What you have to do. Restate the data exactly, with nothing altered.

Listed entries.

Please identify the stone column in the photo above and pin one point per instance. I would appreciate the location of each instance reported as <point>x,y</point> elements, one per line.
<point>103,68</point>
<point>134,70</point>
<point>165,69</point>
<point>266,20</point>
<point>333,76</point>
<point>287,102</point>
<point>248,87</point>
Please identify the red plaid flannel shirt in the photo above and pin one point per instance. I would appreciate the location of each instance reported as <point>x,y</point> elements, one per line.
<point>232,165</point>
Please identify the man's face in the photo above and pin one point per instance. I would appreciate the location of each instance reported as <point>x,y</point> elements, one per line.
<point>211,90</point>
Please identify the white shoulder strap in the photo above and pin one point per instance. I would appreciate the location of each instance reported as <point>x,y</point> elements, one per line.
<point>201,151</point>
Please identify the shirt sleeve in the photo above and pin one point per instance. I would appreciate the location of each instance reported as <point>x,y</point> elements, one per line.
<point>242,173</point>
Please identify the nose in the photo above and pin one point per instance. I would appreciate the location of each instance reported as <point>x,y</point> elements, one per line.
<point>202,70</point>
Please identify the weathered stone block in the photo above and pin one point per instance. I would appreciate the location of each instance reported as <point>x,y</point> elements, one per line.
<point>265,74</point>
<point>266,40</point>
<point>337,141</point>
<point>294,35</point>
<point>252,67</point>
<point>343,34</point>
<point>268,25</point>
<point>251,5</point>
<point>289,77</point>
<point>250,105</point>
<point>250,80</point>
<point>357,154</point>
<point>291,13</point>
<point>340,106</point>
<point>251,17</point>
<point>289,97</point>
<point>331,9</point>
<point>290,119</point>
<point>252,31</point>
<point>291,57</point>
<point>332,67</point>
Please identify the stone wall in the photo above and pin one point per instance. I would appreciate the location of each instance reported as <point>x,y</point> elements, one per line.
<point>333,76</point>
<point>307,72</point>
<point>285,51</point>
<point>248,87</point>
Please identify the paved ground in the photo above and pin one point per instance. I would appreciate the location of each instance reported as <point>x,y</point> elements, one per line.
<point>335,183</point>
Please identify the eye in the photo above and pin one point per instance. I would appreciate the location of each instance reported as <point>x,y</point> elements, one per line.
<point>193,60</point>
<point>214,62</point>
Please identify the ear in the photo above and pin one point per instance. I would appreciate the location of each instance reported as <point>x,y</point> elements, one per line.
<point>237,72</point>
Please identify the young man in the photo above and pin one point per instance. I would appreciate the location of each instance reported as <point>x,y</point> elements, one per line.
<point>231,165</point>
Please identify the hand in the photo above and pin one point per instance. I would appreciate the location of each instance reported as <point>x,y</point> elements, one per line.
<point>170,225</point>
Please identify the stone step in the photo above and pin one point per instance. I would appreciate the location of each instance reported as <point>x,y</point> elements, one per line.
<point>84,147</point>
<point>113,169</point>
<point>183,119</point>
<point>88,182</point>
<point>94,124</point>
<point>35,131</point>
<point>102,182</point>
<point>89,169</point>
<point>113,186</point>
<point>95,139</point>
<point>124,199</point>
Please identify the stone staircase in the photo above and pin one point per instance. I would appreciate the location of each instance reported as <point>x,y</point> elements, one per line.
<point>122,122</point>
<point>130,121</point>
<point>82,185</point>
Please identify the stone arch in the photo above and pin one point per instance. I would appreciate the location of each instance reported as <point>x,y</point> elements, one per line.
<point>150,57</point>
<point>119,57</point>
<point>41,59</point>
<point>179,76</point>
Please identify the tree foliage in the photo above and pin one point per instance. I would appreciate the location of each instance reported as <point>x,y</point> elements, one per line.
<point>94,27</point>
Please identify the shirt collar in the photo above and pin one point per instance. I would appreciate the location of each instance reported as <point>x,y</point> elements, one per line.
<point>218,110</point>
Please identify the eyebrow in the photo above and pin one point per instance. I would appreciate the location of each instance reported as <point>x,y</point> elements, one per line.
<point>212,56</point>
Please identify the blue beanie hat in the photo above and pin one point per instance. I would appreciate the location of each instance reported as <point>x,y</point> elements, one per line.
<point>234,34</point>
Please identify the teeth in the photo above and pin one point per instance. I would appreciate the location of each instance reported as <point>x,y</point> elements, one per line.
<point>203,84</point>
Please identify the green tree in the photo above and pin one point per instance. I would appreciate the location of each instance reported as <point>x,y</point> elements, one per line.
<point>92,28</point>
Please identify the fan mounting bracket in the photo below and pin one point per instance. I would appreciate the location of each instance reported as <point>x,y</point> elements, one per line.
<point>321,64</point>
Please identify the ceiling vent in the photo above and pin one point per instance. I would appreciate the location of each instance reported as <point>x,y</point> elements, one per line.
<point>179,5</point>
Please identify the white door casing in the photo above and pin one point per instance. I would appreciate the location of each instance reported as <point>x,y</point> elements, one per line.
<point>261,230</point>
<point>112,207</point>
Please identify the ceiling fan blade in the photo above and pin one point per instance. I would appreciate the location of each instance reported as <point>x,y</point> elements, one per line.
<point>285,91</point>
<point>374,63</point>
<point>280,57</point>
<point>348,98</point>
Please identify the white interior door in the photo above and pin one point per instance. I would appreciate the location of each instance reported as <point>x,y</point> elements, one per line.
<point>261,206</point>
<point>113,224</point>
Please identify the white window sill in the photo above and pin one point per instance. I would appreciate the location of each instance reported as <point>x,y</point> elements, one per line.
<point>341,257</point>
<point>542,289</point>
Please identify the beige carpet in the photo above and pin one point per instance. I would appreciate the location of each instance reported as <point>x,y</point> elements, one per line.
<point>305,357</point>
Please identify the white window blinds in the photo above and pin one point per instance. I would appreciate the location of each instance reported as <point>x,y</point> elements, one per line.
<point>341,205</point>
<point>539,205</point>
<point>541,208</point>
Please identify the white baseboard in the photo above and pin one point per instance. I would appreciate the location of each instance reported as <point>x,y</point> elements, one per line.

Answer box.
Please identify the stone column in the photo above and pin one point per instance. I would appreciate the location of each instance reported as <point>x,y</point> elements, one per line.
<point>103,68</point>
<point>134,70</point>
<point>165,69</point>
<point>266,20</point>
<point>333,76</point>
<point>287,102</point>
<point>248,87</point>
Please identify the red plaid flannel shirt in the photo above and pin one point per instance. I would appreciate the location of each instance reported as <point>x,y</point> elements, one per line.
<point>232,165</point>
Please identify the man's face in the photo above and pin one point per instance. I would appreciate the location of each instance reported as <point>x,y</point> elements, one per line.
<point>211,90</point>
Please identify the white shoulder strap in the photo above and pin one point per instance. I would appreciate the location of each instance reported as <point>x,y</point> elements, one per line.
<point>201,151</point>
Please identify the shirt sleeve in the photo above and pin one point per instance. I would appreciate the location of each instance reported as <point>x,y</point> elements, one per line.
<point>242,173</point>
Please identify the nose in the photo above and pin one point per instance. I would appreciate the location of each instance reported as <point>x,y</point> elements, one per line.
<point>202,70</point>
Please identify the weathered stone block in the photo above and pin one point per instance. I would appreciate the location of each instance reported as <point>x,y</point> elements, one per line.
<point>265,74</point>
<point>266,40</point>
<point>337,141</point>
<point>294,35</point>
<point>252,67</point>
<point>343,34</point>
<point>268,25</point>
<point>251,5</point>
<point>289,77</point>
<point>250,105</point>
<point>250,80</point>
<point>357,154</point>
<point>291,13</point>
<point>340,106</point>
<point>251,17</point>
<point>289,97</point>
<point>331,9</point>
<point>290,119</point>
<point>252,31</point>
<point>291,57</point>
<point>332,67</point>
Please identify the stone wall in the photo above and pin one point per instance. I would appreciate the location of each instance reported as <point>x,y</point> elements, one per line.
<point>333,76</point>
<point>307,72</point>
<point>285,51</point>
<point>248,87</point>
Please identify the paved ground in the photo above and pin one point per instance. I would appreciate the location of each instance reported as <point>x,y</point> elements, one per line.
<point>335,183</point>
Please identify the eye in the photo above and pin one point per instance. I would appreciate the location of each instance reported as <point>x,y</point> elements, one per line.
<point>193,60</point>
<point>214,62</point>
Please identify the ear in the photo above and pin one point per instance. I would appreciate the location of each instance reported as <point>x,y</point> elements, one per line.
<point>237,72</point>
Please identify the young man in the photo above and pin one point per instance. I would appreciate the location of each instance reported as <point>x,y</point> elements, one per line.
<point>231,165</point>
Please identify the hand in the photo above and pin one point per instance. I would appreciate the location of each instance reported as <point>x,y</point> elements, one per line.
<point>170,225</point>
Please identify the stone step in the photo above and pin one point per instance. I would appreciate the location of each instance reported as <point>x,y</point> elements, one per line.
<point>84,147</point>
<point>113,169</point>
<point>183,119</point>
<point>88,182</point>
<point>94,124</point>
<point>35,131</point>
<point>102,182</point>
<point>89,169</point>
<point>113,186</point>
<point>95,139</point>
<point>124,199</point>
Please identify the stone staircase in the photo above and pin one point per instance. I would appreciate the location of each instance reported as <point>x,y</point> elements, one per line.
<point>122,122</point>
<point>130,121</point>
<point>82,185</point>
Please identify the stone arch in the photo above and pin one point per instance. I would appreciate the location of each instance reported as <point>x,y</point> elements, one per line.
<point>150,57</point>
<point>119,57</point>
<point>41,59</point>
<point>179,76</point>
Please identify the tree foliage in the photo above and pin one point per instance. I would appreciate the location of each instance reported as <point>x,y</point> elements, one per line.
<point>94,27</point>
Please identify the shirt collar in the photo above and pin one point per instance. I would appreciate the location of each instance reported as <point>x,y</point> elements, one per line.
<point>218,110</point>
Please identify the eyebrow in the photo above and pin one point per instance. I would appreciate the location of each instance reported as <point>x,y</point> elements, one per line.
<point>212,56</point>
Please identify the blue beanie hat in the photo above and pin one point per instance. I would appreciate the location of each instance reported as <point>x,y</point> elements, one per line.
<point>234,34</point>
Please identify the teeth in the photo above and pin one point per instance. I would appreciate the location of each instance reported as <point>x,y</point> elements, one per line.
<point>203,84</point>
Please identify the green tree in the photo above and pin one point per instance. I would appreciate the location of each instance reported as <point>x,y</point> elements, one per line.
<point>92,28</point>
Please identify the fan mounting bracket in the photo below and pin one point per instance. I would appreciate the location of each instance reported as <point>x,y</point> elements, one per line.
<point>321,64</point>
Please identify the ceiling vent in the photo above and pin one point per instance. I would appreciate the location of each instance reported as <point>x,y</point> elements, one per line.
<point>179,5</point>
Please identify the white door casing in the photo above and pin one point per instance. I would appreciate the location of each instance reported as <point>x,y</point> elements, one per line.
<point>261,230</point>
<point>112,207</point>
Please identify the ceiling fan blade in the photo above and pin one point per instance. I would appreciate the location of each instance reported as <point>x,y</point> elements, one per line.
<point>285,91</point>
<point>374,63</point>
<point>280,57</point>
<point>348,98</point>
Please identify the white interior door in the photo above and pin one point per instance. I would appreciate the location of each instance reported as <point>x,y</point> elements, one per line.
<point>261,206</point>
<point>113,224</point>
Please identify the white window sill in the photo above and pin one point per instance. I would appreciate the location of each instance reported as <point>x,y</point> elements, one per line.
<point>341,257</point>
<point>542,289</point>
Please identify the beige carpet in the photo above and pin one point per instance. I would appreciate the location of each instance reported as <point>x,y</point> elements, one per line.
<point>305,357</point>
Please identify the white window blinds in the photo above and pin one point per instance. I would appreciate the location of each instance reported as <point>x,y</point> elements, one per line.
<point>341,205</point>
<point>539,205</point>
<point>541,208</point>
Please identify the white baseboard in the photo above and pin one point per instance. I would appreciate the location of each instance reported as <point>x,y</point> elements, one per line.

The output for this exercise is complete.